### Work instructions
Arrange the records between the lines holding "Find the black" and "[(275, 230)]", inclusive, as a Markdown table with the columns Row and Text: number each line and skip blank ones. Leave the pictures out of the table.

### Material provided
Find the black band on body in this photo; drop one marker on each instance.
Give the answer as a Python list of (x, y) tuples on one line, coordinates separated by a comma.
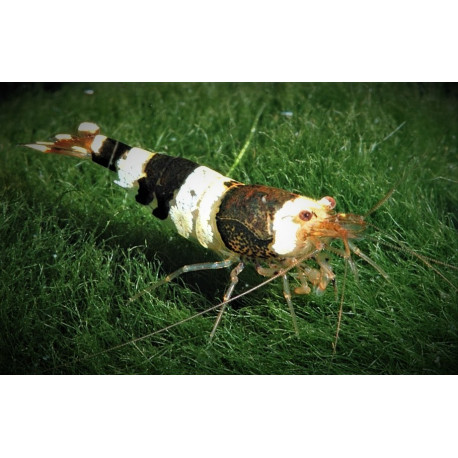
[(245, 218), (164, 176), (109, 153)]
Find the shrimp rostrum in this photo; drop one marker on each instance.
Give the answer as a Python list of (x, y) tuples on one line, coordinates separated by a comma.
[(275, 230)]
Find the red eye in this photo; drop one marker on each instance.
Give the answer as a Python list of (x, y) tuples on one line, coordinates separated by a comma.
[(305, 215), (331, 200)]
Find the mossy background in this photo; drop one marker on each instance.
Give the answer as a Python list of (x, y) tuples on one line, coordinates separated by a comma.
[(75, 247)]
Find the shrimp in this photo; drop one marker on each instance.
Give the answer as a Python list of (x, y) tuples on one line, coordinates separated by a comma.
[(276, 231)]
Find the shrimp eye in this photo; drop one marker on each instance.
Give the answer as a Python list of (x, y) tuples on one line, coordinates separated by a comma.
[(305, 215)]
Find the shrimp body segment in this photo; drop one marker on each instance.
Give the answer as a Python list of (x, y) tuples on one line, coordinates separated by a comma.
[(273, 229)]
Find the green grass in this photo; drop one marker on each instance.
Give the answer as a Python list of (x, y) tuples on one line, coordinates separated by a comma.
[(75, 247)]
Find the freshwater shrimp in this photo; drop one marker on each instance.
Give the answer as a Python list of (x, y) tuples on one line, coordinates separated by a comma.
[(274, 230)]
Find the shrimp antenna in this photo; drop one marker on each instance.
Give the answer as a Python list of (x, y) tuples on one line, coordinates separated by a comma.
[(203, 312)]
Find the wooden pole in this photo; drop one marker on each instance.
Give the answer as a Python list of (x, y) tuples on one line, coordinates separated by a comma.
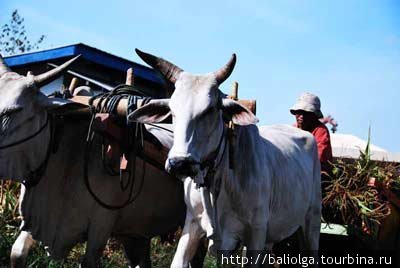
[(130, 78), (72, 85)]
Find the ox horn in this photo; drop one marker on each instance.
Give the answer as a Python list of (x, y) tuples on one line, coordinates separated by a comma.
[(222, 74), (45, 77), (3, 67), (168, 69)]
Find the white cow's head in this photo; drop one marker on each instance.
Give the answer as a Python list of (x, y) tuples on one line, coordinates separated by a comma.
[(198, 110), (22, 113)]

---

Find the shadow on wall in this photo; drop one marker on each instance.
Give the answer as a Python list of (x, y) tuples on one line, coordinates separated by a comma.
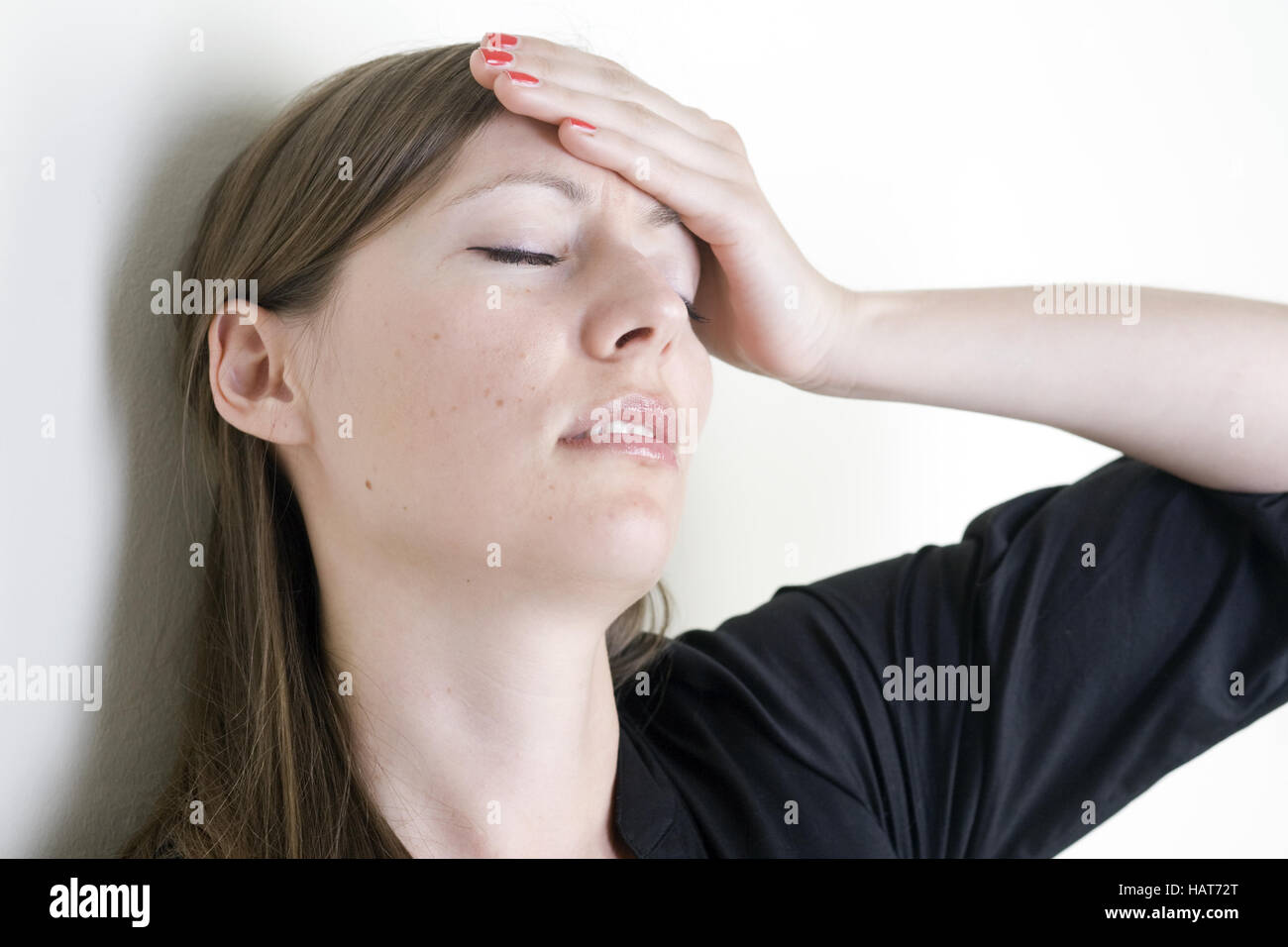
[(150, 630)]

### Task output
| Row | Text |
|---|---|
| 1 | Find the black band on body in this photo; drop one marker on each instance. |
| 2 | Give the answer as a Python list of (x, y) tuples on one line, coordinates separated by a comma. |
| 3 | [(245, 218), (164, 176), (109, 153)] |
| 4 | Find the shrimp rostrum in this photo; drop one marker on each instance. |
| 5 | Give the answer as a Python list of (x, y) tuples on one line, coordinates separated by a comma. |
| 6 | [(275, 230)] |